### Extracted material
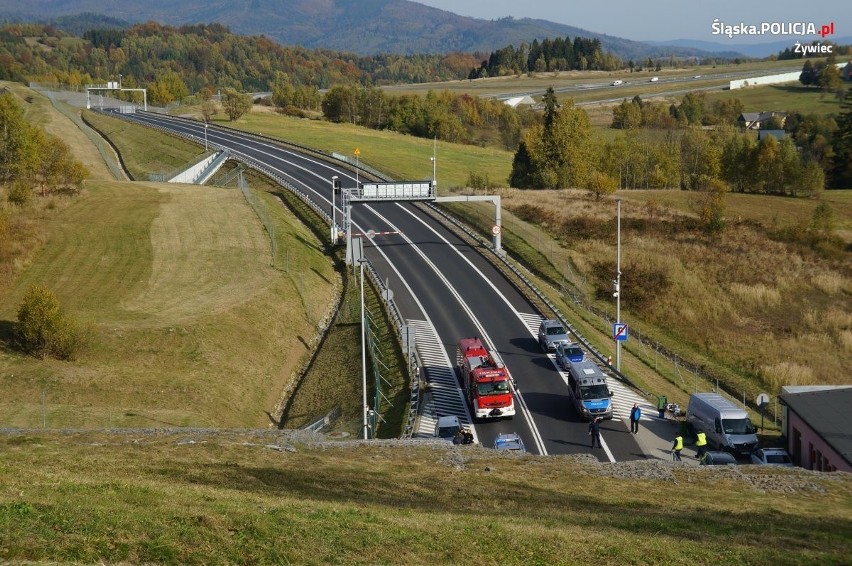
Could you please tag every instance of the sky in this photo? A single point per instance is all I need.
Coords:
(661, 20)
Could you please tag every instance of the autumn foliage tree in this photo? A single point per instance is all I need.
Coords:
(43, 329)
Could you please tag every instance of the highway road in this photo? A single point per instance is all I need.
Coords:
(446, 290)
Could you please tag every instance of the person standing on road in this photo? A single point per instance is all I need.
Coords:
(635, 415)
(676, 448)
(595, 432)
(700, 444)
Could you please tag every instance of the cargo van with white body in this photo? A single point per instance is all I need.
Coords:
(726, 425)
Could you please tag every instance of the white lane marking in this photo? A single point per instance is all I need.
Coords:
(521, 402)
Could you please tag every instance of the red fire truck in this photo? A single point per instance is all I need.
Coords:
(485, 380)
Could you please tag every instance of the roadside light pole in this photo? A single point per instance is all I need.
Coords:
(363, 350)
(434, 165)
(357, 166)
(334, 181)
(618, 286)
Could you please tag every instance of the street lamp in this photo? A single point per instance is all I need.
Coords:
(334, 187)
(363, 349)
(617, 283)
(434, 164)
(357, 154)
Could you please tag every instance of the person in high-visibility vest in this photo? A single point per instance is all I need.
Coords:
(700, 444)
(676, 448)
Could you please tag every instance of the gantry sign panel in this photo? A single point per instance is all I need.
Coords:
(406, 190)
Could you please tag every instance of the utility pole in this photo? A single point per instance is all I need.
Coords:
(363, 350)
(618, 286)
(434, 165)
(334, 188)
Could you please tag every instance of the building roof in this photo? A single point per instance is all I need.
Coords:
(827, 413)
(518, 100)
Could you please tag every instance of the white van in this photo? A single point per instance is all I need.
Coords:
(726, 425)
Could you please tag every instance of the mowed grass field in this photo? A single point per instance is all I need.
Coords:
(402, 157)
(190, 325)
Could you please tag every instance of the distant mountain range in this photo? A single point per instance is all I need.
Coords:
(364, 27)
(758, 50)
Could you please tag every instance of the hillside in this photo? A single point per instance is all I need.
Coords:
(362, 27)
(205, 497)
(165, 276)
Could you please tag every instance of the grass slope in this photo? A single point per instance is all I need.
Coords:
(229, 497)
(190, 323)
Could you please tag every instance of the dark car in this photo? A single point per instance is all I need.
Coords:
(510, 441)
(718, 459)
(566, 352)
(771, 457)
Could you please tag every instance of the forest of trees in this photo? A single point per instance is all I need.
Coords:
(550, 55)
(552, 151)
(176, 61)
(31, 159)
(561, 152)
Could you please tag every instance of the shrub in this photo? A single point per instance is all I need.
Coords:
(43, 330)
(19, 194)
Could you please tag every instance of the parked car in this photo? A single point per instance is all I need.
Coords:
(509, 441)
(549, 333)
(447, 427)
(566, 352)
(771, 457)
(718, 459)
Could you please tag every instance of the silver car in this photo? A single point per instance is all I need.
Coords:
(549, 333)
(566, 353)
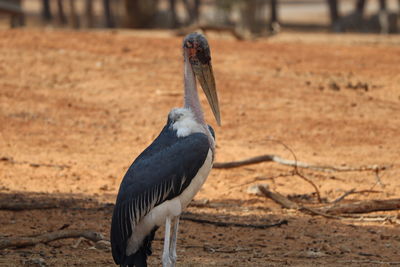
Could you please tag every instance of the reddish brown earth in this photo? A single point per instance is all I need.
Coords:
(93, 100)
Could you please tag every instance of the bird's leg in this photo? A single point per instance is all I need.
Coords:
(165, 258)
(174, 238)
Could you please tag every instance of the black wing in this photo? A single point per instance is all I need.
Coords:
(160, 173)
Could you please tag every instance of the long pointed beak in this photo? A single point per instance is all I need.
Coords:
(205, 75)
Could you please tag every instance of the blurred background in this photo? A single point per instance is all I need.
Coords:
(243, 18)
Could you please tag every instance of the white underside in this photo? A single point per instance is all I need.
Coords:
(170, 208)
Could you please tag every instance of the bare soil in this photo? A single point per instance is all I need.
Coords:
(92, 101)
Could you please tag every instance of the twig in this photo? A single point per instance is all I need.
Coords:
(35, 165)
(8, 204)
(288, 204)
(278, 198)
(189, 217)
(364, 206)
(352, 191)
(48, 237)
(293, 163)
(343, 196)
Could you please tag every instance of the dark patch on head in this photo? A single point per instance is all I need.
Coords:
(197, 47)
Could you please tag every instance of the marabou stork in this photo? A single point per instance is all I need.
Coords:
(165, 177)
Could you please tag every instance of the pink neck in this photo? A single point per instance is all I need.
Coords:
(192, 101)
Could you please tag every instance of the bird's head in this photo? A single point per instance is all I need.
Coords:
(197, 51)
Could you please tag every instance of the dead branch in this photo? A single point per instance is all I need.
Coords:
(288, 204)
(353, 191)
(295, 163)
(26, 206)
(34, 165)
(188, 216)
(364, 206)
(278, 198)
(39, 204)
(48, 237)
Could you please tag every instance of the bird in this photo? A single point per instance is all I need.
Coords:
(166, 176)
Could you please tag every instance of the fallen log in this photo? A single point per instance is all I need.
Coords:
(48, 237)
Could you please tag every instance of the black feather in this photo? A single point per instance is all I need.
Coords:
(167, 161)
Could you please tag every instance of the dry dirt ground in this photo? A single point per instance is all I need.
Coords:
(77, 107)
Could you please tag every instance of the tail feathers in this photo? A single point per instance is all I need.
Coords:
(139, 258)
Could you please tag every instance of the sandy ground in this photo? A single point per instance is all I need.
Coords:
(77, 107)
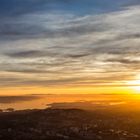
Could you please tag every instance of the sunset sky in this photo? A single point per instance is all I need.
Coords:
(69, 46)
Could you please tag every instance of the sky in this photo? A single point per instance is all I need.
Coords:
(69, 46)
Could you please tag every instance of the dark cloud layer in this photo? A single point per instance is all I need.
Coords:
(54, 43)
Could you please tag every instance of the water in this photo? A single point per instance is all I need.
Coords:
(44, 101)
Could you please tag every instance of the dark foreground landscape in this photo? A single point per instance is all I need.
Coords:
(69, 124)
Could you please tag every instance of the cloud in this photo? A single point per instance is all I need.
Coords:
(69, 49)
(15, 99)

### Exercise details
May I have only the lines from the start of the data through the line containing "Could you please tag every instance of the person in", both included, reproduced exactly and without the pictures?

### Reply
Could you please tag every instance of the sky in this photo? A single point per instance is all I need.
Coords:
(661, 20)
Could you please tag every instance of the autumn foliage tree in this photo? A single point per instance is all I need.
Coords:
(43, 329)
Could you please tag every instance of the highway road in this photo? A single point per instance is all I need.
Coords:
(446, 290)
Could you please tag every instance of the person standing on road in this photo? A single point per instance is all I need.
Coords:
(635, 415)
(676, 448)
(595, 432)
(700, 444)
Could you please tag every instance of the cargo van with white body in this photo? A single point per instance is all I need.
Coords:
(726, 425)
Could you please tag every instance of the white lane marking in this photo? A single point per instance is all I need.
Coords:
(521, 402)
Could you please tag every instance of the red fire truck in this photo? A single point per instance is all I need.
Coords:
(485, 380)
Could you please tag every instance of the roadside light pole in this photo? A single point per instance is all I need.
Coords:
(363, 350)
(434, 165)
(357, 166)
(334, 181)
(618, 286)
Could you please tag every instance of the street lamp in this photo? A single point per instance is all I need.
Coords:
(334, 187)
(363, 349)
(617, 283)
(434, 164)
(357, 154)
Could you please tag every instance of the person in high-visibility vest in this photo? A single point per instance is all I need.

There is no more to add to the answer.